■ **DOCUMENT EXTRACT**:
##########
Sunday, January 6, 2013

The 14 Year-Old Porn Peddler



As I start in on this it is about 9:30 on Sunday morning, so naturally my thinking turns to porn. Pornography practically oozes off the internet. I can Google “nude women” and see all kinds of bare stuff. If I’m particular, I can use the three words “stacked nude women” and get a monitor full of busty females, some posing, and some in action. It’s very easy. Too easy.

I’m 61 years old. Back when I was 13 and getting my first taste of porn, things were not so simple. A kid had to work for his pictures of naked girls. And even with work the pictures were usually lousy. Back in the day, the cream of the porn crop was Playboy. The girlie photos were airbrushed and sort of semi-real, but at least the models were attractive. The trouble was; Playboys were generally not out on the local pharmacy’s magazine rack where they would be accessible to the young, curious, newly pubescent guy, but rather up by the watchful eyes of the store's cashier. The magazines that were available on the racks were such dubious publications as Stag, and For Men Only. These were really cheap mags with grainy black and white photos of slightly overweight women displaying chubby legs and cleavage, but not much more. An adolescent boy had to develop a keen imagination to become enlivened by a Stag Magazine.
##########
■ **MATERIAL SHOWN**:

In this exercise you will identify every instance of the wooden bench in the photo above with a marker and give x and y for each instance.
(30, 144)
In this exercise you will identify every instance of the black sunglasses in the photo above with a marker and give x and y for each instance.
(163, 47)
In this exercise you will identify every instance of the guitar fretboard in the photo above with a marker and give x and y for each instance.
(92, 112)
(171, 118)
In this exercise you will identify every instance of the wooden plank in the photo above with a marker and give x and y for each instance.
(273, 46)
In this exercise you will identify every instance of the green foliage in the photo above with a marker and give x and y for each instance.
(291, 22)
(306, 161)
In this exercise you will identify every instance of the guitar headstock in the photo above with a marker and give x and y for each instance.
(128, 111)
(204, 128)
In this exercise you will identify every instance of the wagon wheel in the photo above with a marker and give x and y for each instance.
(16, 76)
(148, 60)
##########
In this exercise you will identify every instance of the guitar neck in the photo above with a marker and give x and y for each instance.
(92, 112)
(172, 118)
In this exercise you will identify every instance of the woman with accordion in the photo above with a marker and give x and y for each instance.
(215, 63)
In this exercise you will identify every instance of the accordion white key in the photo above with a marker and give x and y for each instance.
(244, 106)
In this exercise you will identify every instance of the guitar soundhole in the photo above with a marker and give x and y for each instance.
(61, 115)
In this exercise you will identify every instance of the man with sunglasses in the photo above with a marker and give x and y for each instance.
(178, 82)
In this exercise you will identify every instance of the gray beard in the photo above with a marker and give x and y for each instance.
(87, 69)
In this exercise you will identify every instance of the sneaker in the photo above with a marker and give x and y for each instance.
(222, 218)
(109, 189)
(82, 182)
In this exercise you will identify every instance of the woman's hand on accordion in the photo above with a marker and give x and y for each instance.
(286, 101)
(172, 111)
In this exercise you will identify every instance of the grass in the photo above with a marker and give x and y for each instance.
##########
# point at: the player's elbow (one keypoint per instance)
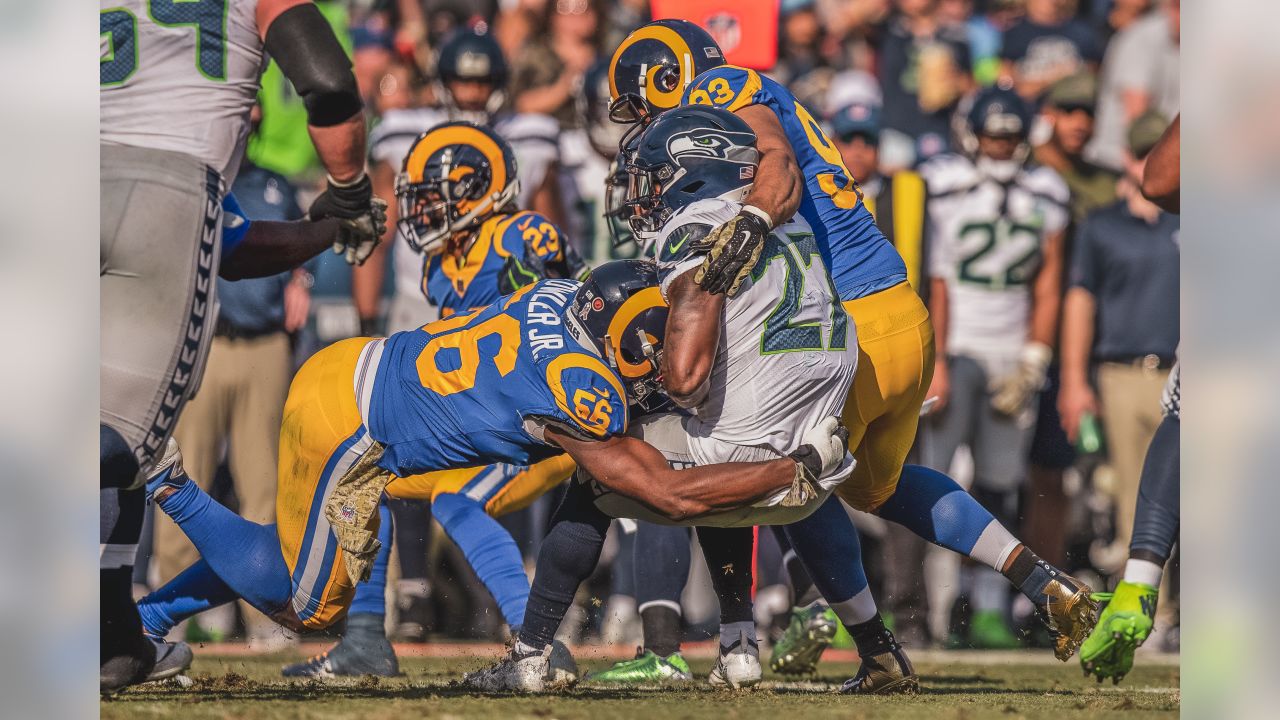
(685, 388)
##########
■ **ACTIVITY**: Write out the whole blog post again, word for word, from the date line to its last sentence. The records play no part in the task.

■ **EXERCISE OUTPUT**:
Sunday, January 6, 2013

The 14 Year-Old Porn Peddler



As I start in on this it is about 9:30 on Sunday morning, so naturally my thinking turns to porn. Pornography practically oozes off the internet. I can Google “nude women” and see all kinds of bare stuff. If I’m particular, I can use the three words “stacked nude women” and get a monitor full of busty females, some posing, and some in action. It’s very easy. Too easy.

I’m 61 years old. Back when I was 13 and getting my first taste of porn, things were not so simple. A kid had to work for his pictures of naked girls. And even with work the pictures were usually lousy. Back in the day, the cream of the porn crop was Playboy. The girlie photos were airbrushed and sort of semi-real, but at least the models were attractive. The trouble was; Playboys were generally not out on the local pharmacy’s magazine rack where they would be accessible to the young, curious, newly pubescent guy, but rather up by the watchful eyes of the store's cashier. The magazines that were available on the racks were such dubious publications as Stag, and For Men Only. These were really cheap mags with grainy black and white photos of slightly overweight women displaying chubby legs and cleavage, but not much more. An adolescent boy had to develop a keen imagination to become enlivened by a Stag Magazine.